Given instruction:
Copy every one of the items below word for word, line by line, with nothing changed.

+ + + + +

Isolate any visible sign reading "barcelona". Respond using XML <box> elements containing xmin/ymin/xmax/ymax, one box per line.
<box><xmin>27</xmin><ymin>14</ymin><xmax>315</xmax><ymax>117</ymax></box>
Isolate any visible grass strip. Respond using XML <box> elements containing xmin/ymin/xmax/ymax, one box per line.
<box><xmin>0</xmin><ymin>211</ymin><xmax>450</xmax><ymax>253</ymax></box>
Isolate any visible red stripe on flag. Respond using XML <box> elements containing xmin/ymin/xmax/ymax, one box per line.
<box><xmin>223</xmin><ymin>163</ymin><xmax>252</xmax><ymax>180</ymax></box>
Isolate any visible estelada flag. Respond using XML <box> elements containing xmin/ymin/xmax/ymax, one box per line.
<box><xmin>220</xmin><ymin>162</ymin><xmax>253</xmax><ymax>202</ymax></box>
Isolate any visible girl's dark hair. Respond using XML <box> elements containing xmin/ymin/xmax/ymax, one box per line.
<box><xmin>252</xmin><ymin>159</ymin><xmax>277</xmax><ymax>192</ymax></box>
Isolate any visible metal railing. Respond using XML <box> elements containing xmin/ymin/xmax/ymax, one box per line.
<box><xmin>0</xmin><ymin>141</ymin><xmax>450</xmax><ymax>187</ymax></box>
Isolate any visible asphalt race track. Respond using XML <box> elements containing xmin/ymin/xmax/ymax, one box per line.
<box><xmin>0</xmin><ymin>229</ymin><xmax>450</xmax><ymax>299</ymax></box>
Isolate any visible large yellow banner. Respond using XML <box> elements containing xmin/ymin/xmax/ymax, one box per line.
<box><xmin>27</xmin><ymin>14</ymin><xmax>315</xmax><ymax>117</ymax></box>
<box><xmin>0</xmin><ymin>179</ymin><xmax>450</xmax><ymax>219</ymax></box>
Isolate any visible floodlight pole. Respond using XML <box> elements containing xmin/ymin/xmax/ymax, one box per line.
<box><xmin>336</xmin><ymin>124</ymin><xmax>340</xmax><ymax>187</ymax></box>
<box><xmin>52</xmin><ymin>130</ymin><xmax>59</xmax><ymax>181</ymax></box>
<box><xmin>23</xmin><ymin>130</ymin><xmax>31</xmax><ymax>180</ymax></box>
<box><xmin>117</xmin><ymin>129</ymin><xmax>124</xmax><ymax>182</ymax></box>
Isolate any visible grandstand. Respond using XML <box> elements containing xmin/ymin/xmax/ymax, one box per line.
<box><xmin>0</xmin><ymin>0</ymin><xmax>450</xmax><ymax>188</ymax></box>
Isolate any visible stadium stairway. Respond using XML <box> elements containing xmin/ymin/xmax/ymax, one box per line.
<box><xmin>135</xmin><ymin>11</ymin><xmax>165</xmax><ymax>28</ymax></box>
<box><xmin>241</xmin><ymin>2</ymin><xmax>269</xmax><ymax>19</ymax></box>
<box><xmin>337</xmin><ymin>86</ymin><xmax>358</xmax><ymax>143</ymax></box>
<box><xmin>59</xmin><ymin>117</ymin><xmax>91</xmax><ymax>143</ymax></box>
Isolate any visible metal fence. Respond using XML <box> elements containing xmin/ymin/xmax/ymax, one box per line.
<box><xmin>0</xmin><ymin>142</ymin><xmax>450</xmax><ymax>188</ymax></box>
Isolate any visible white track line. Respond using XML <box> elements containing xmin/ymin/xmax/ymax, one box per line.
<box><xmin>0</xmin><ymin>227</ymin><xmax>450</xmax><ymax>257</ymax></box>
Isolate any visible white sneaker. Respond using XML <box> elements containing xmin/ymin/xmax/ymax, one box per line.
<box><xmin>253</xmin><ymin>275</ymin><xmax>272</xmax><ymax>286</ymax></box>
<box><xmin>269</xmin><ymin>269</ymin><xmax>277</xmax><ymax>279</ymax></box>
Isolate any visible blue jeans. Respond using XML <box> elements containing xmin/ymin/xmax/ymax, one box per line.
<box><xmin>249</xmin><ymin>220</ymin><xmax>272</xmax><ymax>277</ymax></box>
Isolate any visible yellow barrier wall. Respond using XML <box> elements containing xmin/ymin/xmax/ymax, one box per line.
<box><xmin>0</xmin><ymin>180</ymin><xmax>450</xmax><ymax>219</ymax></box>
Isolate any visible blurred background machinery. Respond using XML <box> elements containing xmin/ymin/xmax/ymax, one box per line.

+ + + + +

Response for this exercise:
Isolate any visible sign reading "barcelona". Respond using XML <box> elements containing xmin/ymin/xmax/ymax, one box per line.
<box><xmin>27</xmin><ymin>14</ymin><xmax>315</xmax><ymax>117</ymax></box>
Isolate any visible grass strip. Respond using XML <box> elements containing xmin/ymin/xmax/ymax, one box per line.
<box><xmin>0</xmin><ymin>211</ymin><xmax>450</xmax><ymax>253</ymax></box>
Isolate any visible red stripe on flag. Respond using XML <box> elements containing xmin/ymin/xmax/ymax, one box per line.
<box><xmin>223</xmin><ymin>163</ymin><xmax>252</xmax><ymax>180</ymax></box>
Isolate any visible estelada flag. Respond using XML <box> elements containing xmin/ymin/xmax/ymax, one box per line.
<box><xmin>220</xmin><ymin>162</ymin><xmax>253</xmax><ymax>202</ymax></box>
Isolate any visible girl's dark hair. Respond using XML <box> elements containing xmin/ymin/xmax/ymax, one box per line.
<box><xmin>252</xmin><ymin>159</ymin><xmax>277</xmax><ymax>192</ymax></box>
Isolate any visible metal railing. Respond using XML <box> elements containing xmin/ymin/xmax/ymax, one box per line.
<box><xmin>0</xmin><ymin>141</ymin><xmax>450</xmax><ymax>187</ymax></box>
Isolate any visible asphalt race track. Respond using XML <box> elements containing xmin/ymin/xmax/ymax, one box per line.
<box><xmin>0</xmin><ymin>229</ymin><xmax>450</xmax><ymax>299</ymax></box>
Isolate any visible large yellow banner. Respond using XML <box> elements containing xmin/ymin/xmax/ymax, one box per line.
<box><xmin>27</xmin><ymin>14</ymin><xmax>315</xmax><ymax>117</ymax></box>
<box><xmin>0</xmin><ymin>179</ymin><xmax>450</xmax><ymax>219</ymax></box>
Isolate any visible floodlight pole. Respond using XML <box> elements containing xmin/ymin/xmax/ymax, one box per line.
<box><xmin>336</xmin><ymin>124</ymin><xmax>340</xmax><ymax>187</ymax></box>
<box><xmin>52</xmin><ymin>130</ymin><xmax>59</xmax><ymax>181</ymax></box>
<box><xmin>23</xmin><ymin>130</ymin><xmax>31</xmax><ymax>180</ymax></box>
<box><xmin>117</xmin><ymin>129</ymin><xmax>124</xmax><ymax>182</ymax></box>
Isolate any visible grandstand. Respond using XML <box> elements containing xmin/ymin/xmax/ymax, one box per line.
<box><xmin>0</xmin><ymin>0</ymin><xmax>450</xmax><ymax>188</ymax></box>
Isolate any visible stadium stairway. Respond using XML <box> elements containing xmin/ymin/xmax/ymax, one box per line.
<box><xmin>135</xmin><ymin>11</ymin><xmax>165</xmax><ymax>28</ymax></box>
<box><xmin>241</xmin><ymin>2</ymin><xmax>269</xmax><ymax>19</ymax></box>
<box><xmin>337</xmin><ymin>86</ymin><xmax>358</xmax><ymax>143</ymax></box>
<box><xmin>59</xmin><ymin>117</ymin><xmax>91</xmax><ymax>143</ymax></box>
Isolate any visible metal fence. Respond using XML <box> elements containing xmin/ymin/xmax/ymax, one box per line.
<box><xmin>0</xmin><ymin>142</ymin><xmax>450</xmax><ymax>188</ymax></box>
Isolate any visible white track line. Respond using XML <box> elements containing xmin/ymin/xmax/ymax, one box per line.
<box><xmin>0</xmin><ymin>227</ymin><xmax>450</xmax><ymax>257</ymax></box>
Isolate any visible white sneaker. Respond using XML <box> elements containing xmin/ymin/xmax/ymax, one box per line.
<box><xmin>253</xmin><ymin>275</ymin><xmax>272</xmax><ymax>286</ymax></box>
<box><xmin>269</xmin><ymin>269</ymin><xmax>277</xmax><ymax>279</ymax></box>
Isolate any visible blue jeans. Respond using XML <box> elements containing xmin/ymin/xmax/ymax, one box per line.
<box><xmin>249</xmin><ymin>220</ymin><xmax>272</xmax><ymax>277</ymax></box>
Isolate any visible yellow barrier wall. Respond using XML <box> elements containing xmin/ymin/xmax/ymax, one box per line.
<box><xmin>0</xmin><ymin>180</ymin><xmax>450</xmax><ymax>219</ymax></box>
Isolate any visible blurred background machinery. Respond using XML <box> elements containing xmin/ymin/xmax/ymax, one box per line.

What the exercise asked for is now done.